Aim
Copy out the listing below, starting at the line that contains "of the wrist" and ending at the close of the listing, with both ends included. Keep the requests and their sample points as they are, but multiply every coordinate in the answers by 1.15 and round each result to a whole number, with halves rounded up.

___ Record list ___

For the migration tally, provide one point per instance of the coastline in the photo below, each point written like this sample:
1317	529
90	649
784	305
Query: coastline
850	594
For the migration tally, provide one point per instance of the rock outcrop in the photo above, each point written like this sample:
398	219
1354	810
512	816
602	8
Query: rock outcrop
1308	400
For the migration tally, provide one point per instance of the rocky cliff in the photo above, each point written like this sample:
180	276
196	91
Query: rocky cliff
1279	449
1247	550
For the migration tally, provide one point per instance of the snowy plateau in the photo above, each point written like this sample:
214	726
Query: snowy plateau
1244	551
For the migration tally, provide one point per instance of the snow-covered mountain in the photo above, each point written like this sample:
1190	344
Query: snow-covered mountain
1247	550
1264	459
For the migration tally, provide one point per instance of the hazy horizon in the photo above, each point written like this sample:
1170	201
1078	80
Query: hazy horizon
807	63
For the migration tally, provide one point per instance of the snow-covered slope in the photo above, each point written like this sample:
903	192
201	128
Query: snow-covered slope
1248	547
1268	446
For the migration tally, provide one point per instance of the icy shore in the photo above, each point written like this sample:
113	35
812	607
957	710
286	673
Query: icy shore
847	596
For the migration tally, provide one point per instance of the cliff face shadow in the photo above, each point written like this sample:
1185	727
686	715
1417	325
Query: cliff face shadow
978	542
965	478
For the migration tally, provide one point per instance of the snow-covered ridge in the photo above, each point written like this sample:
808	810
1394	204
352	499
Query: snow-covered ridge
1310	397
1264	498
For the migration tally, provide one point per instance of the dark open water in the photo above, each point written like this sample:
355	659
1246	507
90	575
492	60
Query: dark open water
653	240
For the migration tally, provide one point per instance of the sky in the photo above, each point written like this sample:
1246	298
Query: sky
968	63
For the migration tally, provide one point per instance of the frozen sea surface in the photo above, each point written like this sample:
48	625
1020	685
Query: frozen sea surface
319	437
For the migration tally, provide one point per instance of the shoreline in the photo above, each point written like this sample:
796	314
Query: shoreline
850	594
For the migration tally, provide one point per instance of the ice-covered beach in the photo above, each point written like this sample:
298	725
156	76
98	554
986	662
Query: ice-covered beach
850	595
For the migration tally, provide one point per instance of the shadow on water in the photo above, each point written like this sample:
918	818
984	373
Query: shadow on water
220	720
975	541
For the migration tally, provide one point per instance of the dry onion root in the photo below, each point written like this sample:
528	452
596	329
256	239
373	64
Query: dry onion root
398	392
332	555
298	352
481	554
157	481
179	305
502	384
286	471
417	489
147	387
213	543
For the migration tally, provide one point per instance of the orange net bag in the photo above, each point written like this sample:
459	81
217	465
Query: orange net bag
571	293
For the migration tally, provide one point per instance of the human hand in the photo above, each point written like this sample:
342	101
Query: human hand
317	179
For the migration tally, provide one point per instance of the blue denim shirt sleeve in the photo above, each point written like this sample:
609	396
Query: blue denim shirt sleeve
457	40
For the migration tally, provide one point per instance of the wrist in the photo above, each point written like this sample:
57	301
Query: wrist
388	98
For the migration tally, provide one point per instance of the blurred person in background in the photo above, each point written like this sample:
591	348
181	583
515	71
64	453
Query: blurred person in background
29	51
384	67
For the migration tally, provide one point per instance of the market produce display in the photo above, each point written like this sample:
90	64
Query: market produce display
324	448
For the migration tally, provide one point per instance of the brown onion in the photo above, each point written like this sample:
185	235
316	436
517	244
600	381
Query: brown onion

___

Answer
For the migration tally, provide one point per instance of the wrist in the photo above, each point written like this sample:
57	301
Query: wrist
446	113
For the migration tally, provide one point per instance of the blurred person in background in the photo above, each point written like this sample:
591	348
181	583
515	71
64	453
Query: blurred person in background
33	59
442	77
For the migration tally, provide one point per instance of the market produce display in the photo above, each point written like this sample:
90	64
Query: market produce display
373	515
For the migration tally, provide one point per instance of the brown onion in the photo above, each point written like this sample:
185	235
316	436
517	244
600	381
Query: brown onion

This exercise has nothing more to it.